● **RECORDS SHOWN**
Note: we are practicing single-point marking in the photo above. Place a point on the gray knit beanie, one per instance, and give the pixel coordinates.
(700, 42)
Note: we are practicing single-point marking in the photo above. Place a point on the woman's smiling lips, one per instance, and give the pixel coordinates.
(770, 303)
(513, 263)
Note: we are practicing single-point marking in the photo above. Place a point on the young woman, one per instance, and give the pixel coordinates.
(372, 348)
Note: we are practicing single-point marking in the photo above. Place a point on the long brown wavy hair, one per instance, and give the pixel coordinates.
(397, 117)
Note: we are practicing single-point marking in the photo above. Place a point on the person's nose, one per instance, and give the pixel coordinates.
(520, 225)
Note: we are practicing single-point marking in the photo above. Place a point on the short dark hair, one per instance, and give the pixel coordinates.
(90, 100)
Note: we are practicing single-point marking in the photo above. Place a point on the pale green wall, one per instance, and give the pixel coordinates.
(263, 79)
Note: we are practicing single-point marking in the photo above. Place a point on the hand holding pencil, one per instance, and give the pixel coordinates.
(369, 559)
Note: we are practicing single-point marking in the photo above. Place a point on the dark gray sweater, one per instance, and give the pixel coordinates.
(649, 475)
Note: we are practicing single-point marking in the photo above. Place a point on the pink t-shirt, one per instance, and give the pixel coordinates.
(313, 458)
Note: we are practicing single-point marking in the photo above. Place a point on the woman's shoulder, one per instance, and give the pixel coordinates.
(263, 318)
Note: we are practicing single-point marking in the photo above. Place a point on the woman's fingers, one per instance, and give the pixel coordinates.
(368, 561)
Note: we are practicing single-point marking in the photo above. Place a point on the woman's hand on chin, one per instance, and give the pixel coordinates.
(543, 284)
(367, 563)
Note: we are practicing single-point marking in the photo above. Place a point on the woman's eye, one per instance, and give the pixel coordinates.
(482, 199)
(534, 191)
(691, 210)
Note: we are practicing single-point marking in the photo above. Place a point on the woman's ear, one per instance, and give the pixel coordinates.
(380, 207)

● **WHAT TO DO**
Copy out verbatim the part of the records that opens with the line containing "woman's ear, one" and continues through the end of the records, with both ends included.

● **RESPONSE**
Note: we are practicing single-point marking in the photo above. Place a point on the woman's ear, one per instance, and give the pixel coordinates.
(380, 207)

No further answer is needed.